▶ Data entries
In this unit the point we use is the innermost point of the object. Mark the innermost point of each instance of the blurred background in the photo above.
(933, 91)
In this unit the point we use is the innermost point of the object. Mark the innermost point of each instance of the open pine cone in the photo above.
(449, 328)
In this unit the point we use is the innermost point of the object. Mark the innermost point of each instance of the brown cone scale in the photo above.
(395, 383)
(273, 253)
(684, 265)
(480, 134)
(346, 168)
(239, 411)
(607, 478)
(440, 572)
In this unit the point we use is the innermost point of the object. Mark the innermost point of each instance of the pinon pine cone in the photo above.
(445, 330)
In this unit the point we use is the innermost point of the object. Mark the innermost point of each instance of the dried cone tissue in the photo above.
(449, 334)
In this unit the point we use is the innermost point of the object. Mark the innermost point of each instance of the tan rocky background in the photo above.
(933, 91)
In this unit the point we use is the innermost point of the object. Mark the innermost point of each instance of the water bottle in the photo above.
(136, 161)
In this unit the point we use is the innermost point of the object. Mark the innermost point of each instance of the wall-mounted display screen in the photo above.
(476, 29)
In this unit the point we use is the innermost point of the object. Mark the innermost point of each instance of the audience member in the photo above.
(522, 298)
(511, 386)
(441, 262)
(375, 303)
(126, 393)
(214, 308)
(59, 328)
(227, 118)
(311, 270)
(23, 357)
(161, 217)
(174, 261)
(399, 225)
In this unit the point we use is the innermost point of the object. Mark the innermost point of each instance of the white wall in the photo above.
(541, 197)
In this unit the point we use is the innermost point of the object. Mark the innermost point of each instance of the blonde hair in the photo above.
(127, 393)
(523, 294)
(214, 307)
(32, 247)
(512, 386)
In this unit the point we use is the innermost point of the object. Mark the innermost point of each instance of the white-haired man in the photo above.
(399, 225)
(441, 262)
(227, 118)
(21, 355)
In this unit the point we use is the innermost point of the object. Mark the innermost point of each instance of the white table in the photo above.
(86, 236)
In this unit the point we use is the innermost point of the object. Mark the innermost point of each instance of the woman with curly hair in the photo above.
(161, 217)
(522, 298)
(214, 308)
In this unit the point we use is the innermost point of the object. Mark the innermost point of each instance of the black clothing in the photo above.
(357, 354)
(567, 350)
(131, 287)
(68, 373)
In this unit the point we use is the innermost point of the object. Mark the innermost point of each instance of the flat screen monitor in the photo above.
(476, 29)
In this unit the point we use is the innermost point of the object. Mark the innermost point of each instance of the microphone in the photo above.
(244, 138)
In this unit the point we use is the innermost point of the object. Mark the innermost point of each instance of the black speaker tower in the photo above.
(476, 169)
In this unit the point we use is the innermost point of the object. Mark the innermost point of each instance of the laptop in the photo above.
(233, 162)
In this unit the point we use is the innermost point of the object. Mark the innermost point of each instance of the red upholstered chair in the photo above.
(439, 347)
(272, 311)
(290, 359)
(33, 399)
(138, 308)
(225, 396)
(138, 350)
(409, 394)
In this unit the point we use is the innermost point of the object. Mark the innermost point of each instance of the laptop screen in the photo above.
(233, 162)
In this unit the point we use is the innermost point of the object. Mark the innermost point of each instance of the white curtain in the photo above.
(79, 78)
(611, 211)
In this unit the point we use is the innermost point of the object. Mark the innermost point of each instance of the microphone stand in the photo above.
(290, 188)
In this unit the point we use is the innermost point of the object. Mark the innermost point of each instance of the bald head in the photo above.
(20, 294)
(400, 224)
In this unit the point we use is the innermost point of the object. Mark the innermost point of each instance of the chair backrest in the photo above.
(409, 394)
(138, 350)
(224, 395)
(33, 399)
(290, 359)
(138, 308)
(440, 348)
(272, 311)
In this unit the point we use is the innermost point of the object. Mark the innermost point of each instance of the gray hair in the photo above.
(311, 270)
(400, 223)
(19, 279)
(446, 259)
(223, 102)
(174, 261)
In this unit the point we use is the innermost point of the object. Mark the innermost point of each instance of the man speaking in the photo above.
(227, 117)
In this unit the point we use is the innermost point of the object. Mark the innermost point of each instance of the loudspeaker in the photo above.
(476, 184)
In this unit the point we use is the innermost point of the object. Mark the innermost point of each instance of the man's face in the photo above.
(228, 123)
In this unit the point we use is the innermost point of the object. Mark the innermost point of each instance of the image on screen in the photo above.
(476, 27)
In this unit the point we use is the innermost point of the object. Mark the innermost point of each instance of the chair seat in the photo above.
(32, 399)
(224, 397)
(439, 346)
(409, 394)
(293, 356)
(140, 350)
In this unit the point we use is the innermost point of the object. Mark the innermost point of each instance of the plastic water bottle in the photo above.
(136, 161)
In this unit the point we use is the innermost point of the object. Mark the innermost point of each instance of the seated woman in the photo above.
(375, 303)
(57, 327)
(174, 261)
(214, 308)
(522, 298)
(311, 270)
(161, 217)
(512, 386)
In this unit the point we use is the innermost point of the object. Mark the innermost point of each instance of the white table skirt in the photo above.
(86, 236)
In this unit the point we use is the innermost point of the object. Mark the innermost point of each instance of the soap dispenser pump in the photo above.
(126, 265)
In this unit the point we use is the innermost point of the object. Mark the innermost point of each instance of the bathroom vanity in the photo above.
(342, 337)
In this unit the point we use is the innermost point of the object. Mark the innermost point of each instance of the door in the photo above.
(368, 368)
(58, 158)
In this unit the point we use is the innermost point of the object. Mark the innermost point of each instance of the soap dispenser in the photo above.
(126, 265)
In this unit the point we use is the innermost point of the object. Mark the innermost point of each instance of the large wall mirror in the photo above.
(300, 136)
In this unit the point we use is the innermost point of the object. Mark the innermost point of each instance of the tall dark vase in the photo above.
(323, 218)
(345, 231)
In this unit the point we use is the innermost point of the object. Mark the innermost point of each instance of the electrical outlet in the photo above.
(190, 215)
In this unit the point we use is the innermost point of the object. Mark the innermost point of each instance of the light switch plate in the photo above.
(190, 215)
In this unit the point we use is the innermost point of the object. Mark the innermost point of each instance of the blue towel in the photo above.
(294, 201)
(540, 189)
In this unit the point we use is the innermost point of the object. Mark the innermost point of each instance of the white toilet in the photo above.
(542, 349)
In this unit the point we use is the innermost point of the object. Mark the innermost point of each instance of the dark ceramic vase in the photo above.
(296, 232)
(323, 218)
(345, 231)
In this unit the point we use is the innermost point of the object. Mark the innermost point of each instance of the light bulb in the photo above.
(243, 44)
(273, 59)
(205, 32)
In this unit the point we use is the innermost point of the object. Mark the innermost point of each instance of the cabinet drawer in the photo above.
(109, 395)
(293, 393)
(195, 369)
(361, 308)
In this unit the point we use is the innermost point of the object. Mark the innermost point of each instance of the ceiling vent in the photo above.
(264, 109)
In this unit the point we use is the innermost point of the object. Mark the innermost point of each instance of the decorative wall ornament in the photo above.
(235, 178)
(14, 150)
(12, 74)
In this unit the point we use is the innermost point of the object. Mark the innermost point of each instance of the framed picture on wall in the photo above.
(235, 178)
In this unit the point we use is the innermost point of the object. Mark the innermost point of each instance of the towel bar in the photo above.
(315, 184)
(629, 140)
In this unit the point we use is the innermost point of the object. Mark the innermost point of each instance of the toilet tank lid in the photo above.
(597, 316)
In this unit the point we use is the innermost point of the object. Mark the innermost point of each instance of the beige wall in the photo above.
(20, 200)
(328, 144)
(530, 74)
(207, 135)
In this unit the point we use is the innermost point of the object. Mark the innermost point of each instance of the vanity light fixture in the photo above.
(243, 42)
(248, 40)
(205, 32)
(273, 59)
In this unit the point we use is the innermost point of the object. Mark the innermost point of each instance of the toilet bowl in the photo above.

* * *

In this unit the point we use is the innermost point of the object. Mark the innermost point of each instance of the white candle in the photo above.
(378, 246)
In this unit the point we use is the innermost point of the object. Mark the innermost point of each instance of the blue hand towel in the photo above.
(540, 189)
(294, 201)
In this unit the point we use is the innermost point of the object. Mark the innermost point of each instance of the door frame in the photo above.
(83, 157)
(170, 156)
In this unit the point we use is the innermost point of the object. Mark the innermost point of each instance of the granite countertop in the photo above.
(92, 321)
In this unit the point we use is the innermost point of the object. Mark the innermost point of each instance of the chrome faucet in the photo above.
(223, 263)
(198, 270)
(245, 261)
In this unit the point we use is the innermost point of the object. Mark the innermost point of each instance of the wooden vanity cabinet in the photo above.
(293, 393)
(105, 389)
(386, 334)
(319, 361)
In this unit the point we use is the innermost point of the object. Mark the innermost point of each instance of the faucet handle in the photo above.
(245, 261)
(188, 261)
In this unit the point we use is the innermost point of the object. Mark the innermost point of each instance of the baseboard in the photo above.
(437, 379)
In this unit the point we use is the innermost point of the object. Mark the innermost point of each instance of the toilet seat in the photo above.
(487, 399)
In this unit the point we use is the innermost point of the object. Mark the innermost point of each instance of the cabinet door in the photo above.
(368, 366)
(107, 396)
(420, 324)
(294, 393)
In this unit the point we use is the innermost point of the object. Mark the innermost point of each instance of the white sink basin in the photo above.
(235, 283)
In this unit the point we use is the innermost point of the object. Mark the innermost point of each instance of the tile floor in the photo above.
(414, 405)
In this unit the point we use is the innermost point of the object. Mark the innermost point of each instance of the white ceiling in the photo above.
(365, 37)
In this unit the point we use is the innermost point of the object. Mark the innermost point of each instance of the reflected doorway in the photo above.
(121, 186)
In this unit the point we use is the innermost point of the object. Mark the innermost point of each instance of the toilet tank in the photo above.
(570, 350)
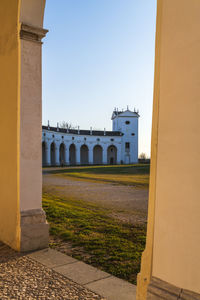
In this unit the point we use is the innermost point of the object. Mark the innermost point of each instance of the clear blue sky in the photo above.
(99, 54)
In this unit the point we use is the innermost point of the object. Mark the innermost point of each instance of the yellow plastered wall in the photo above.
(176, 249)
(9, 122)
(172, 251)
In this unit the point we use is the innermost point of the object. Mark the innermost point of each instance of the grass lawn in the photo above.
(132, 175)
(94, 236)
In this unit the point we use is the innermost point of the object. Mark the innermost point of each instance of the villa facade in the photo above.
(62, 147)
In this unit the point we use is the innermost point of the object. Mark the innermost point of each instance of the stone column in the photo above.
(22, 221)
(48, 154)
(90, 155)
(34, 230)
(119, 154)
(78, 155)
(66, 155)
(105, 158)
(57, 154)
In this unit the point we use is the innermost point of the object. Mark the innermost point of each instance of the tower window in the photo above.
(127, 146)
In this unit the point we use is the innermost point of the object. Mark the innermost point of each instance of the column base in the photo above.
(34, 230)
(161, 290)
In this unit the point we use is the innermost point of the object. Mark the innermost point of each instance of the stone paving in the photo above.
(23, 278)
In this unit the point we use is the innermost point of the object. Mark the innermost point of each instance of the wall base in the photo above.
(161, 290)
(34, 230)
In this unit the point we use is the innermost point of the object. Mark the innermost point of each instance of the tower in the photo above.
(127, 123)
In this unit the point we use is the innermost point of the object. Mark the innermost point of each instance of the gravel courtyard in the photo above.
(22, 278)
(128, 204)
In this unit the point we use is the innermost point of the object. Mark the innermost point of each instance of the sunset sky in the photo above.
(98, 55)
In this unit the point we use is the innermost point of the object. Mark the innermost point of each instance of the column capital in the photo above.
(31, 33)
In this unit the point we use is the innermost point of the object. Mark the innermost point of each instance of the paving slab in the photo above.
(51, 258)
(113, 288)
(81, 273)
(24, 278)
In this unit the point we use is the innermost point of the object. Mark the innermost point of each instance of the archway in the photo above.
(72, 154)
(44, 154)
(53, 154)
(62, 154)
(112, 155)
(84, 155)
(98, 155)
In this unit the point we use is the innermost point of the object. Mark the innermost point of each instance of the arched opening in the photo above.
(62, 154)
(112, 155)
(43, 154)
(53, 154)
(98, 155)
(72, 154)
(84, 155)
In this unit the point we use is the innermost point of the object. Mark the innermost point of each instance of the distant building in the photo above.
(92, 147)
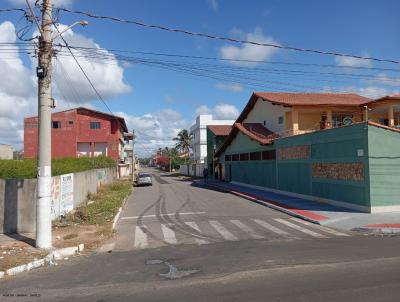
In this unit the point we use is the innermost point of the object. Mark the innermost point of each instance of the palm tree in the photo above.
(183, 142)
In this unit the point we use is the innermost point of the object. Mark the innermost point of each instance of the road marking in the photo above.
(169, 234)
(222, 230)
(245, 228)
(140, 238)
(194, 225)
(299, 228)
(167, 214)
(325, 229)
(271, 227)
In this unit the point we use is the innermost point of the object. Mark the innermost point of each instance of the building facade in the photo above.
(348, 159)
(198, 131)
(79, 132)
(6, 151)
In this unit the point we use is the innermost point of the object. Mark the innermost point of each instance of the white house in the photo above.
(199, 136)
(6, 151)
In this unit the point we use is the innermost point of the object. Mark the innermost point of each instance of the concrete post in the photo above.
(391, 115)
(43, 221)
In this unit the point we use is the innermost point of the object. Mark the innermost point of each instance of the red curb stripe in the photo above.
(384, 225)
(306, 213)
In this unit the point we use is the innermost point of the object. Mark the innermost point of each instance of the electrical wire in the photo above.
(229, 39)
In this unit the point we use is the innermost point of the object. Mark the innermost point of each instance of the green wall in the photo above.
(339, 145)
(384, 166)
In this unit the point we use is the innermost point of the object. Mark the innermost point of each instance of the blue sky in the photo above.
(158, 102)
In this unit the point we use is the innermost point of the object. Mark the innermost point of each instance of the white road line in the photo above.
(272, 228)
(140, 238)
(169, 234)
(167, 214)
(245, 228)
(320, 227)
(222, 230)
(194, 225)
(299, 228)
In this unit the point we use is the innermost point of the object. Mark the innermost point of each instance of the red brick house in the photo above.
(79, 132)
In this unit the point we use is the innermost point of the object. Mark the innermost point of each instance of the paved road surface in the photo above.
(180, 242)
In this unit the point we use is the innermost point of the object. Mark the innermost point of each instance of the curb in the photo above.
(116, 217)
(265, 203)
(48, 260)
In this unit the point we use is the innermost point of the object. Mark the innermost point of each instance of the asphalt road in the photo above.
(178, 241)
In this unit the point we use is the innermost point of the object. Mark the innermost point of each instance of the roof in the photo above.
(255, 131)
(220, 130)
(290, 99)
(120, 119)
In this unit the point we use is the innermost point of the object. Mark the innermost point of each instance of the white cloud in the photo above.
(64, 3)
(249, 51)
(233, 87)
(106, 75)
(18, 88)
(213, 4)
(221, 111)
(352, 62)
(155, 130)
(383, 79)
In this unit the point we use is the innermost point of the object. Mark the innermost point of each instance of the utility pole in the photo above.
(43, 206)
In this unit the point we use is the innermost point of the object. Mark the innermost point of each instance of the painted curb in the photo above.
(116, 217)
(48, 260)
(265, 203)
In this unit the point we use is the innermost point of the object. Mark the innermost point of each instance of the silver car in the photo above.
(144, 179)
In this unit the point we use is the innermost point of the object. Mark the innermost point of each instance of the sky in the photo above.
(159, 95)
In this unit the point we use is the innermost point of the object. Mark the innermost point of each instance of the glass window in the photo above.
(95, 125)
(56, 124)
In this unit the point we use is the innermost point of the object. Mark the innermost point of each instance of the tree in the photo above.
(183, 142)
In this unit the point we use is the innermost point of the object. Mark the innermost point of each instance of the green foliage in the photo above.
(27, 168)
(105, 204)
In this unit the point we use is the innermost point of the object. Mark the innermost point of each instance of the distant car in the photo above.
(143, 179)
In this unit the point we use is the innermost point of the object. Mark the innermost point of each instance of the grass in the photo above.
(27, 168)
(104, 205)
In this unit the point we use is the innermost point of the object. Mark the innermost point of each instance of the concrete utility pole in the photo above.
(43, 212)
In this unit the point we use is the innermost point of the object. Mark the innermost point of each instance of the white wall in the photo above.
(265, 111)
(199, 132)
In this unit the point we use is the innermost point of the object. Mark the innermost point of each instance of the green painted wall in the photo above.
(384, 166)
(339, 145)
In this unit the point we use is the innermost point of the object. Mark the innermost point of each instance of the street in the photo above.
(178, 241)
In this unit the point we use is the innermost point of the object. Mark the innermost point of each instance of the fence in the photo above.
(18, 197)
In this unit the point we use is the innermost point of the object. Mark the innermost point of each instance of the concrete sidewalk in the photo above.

* * *

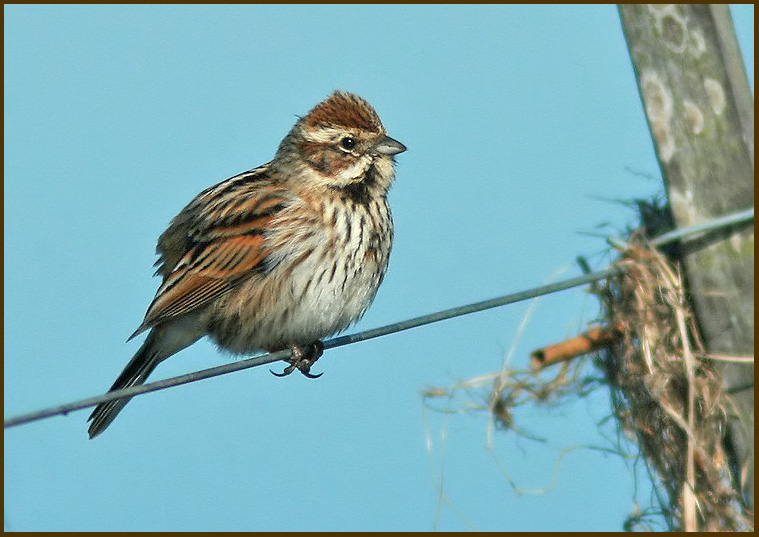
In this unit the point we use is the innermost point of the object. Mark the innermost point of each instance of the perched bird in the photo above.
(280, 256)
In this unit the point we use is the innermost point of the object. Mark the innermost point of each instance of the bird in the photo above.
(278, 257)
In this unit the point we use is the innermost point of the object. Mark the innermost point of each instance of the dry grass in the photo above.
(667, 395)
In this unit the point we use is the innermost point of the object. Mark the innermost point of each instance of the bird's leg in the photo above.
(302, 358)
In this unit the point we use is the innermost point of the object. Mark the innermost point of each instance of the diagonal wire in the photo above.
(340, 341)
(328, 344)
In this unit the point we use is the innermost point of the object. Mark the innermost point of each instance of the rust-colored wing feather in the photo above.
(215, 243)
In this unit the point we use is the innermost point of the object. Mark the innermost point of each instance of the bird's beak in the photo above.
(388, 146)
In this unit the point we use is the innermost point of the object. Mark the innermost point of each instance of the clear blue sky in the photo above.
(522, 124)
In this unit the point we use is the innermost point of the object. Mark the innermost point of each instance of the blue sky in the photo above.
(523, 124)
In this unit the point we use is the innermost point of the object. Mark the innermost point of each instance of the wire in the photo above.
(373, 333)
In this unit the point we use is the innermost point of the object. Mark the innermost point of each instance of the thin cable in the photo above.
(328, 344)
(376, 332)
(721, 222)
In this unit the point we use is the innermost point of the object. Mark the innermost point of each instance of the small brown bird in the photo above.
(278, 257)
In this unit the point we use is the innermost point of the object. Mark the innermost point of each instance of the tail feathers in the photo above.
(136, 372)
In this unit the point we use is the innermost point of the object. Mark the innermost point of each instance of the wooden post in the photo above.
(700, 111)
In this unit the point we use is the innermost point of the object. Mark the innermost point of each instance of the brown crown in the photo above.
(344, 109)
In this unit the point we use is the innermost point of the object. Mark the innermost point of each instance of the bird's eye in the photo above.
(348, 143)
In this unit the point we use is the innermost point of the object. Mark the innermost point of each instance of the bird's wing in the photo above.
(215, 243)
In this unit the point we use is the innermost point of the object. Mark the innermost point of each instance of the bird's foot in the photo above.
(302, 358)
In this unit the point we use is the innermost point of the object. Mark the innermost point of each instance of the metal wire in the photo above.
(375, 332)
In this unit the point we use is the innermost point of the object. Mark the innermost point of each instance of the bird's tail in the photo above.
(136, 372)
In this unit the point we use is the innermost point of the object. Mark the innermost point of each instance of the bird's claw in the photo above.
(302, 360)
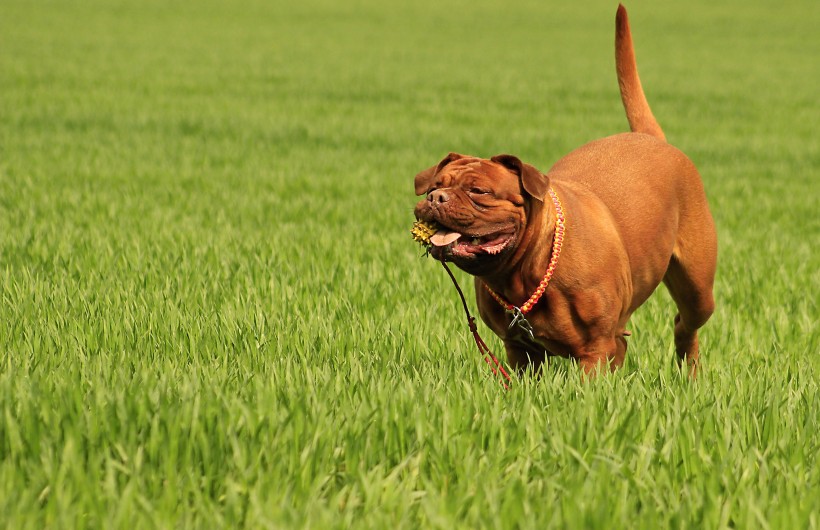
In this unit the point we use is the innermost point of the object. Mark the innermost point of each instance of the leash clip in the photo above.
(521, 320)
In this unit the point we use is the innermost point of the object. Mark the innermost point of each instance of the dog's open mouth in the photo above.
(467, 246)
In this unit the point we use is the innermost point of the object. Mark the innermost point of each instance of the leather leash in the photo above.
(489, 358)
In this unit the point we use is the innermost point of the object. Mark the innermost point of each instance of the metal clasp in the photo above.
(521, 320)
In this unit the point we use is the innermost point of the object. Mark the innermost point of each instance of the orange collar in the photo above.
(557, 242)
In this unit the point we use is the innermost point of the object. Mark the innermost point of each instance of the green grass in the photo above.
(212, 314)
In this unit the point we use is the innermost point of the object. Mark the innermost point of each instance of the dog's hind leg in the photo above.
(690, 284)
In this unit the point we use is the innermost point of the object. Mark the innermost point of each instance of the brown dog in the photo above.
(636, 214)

▶ Exercise goal
From the listing above, extract each line that contains the string "concrete". Case matters, so uppercase and lowercase letters must match.

▶ Exercise response
In this unit the point we use is the innermost point of the object. Mark the innermost point of each instance of the concrete post in the photo above.
In this unit the point we use is the innermost point of the object. Mark the innermost point of each instance of the concrete utility pole in the photo above.
In this unit the point we use is the innermost point of the object. Mark the innermost point of each instance of the concrete sidewalk in the photo above.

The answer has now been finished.